╭─ Raw records

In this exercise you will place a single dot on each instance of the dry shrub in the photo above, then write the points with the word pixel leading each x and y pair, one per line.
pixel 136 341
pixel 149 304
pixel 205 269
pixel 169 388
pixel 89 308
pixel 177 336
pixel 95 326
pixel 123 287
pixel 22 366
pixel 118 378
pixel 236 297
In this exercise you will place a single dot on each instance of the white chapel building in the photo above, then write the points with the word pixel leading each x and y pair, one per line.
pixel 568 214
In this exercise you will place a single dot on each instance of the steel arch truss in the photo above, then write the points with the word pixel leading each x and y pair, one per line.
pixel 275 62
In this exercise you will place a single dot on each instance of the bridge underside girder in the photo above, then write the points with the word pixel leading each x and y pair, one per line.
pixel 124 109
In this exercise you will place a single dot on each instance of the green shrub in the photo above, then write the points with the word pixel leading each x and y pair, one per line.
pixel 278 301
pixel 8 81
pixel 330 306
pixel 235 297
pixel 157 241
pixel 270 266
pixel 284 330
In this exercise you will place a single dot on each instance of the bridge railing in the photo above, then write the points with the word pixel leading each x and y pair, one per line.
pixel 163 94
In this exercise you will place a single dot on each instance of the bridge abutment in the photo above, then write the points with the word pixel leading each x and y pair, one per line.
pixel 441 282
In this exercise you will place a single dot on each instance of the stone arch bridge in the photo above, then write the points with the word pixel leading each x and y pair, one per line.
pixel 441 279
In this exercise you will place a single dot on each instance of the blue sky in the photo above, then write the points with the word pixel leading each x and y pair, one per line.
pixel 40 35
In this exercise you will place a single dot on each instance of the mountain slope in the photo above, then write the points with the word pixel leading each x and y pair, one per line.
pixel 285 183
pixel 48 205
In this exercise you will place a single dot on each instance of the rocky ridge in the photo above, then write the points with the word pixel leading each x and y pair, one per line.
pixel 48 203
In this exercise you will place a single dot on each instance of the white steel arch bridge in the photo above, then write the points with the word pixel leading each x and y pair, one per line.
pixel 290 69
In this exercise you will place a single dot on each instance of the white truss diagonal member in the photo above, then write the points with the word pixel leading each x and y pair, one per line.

╰─

Task prompt. Please lay out every line of the rows above as a JSON list of strings, one string per line, leaving out any blank lines.

Complete output.
[
  "In this exercise you will place a single dot on each instance of the dry shrub in the photo above, then write the points with the word pixel leading each x and y pair, one per line.",
  "pixel 136 341",
  "pixel 149 304",
  "pixel 205 269",
  "pixel 169 388",
  "pixel 89 308",
  "pixel 177 336",
  "pixel 95 326",
  "pixel 123 287",
  "pixel 22 366",
  "pixel 118 378",
  "pixel 236 297",
  "In this exercise you will place a single dot on each instance of the white chapel building in the photo above, then write the points with the word pixel leading each x and y pair, one per line.",
  "pixel 568 214",
  "In this exercise you will place a single dot on each instance of the steel arch truss in the photo above, then write the points with the word pixel leading each x and y pair, one per line.",
  "pixel 275 62",
  "In this exercise you will place a single dot on each instance of the bridge underside girder in the photo above, then write the points with the word pixel leading each x and y pair, one per line.",
  "pixel 124 109",
  "In this exercise you will place a single dot on each instance of the green shrub in the photo above, then write the points with the word pixel leading each x and y pair, one per line.",
  "pixel 278 301",
  "pixel 8 81",
  "pixel 330 306",
  "pixel 235 297",
  "pixel 157 241",
  "pixel 270 266",
  "pixel 284 330",
  "In this exercise you will place a single dot on each instance of the bridge railing in the photo above, then write the points with the word pixel leading each x and y pair, one per line.",
  "pixel 163 94",
  "In this exercise you will place a single dot on each instance of the bridge abutment in the photo above, then write the points with the word pixel leading each x and y pair, one per line.",
  "pixel 441 282",
  "In this exercise you will place a single dot on each instance of the stone arch bridge in the photo above, then write the points with the word pixel leading each x and y pair, one per line.",
  "pixel 441 279",
  "In this exercise you will place a single dot on each instance of the blue sky in the photo above, then write the points with the word pixel leading each x and y pair, one per line.",
  "pixel 40 35",
  "In this exercise you will place a single dot on each instance of the mountain slope in the photo above, then write the points with the word pixel leading each x and y pair, one per line.",
  "pixel 285 183",
  "pixel 48 205",
  "In this exercise you will place a single dot on each instance of the rocky ridge in the photo above, then write the points with the word pixel leading each x and y pair, one per line.",
  "pixel 48 203",
  "In this exercise you will place a single dot on each instance of the white steel arch bridge in the photo above, then write the points with the word pixel leading each x and y pair, one per line.",
  "pixel 290 69",
  "In this exercise you will place a single dot on each instance of the white truss diagonal member in the photo above, then write the points with the word pixel leading each x and y pair, one per line."
]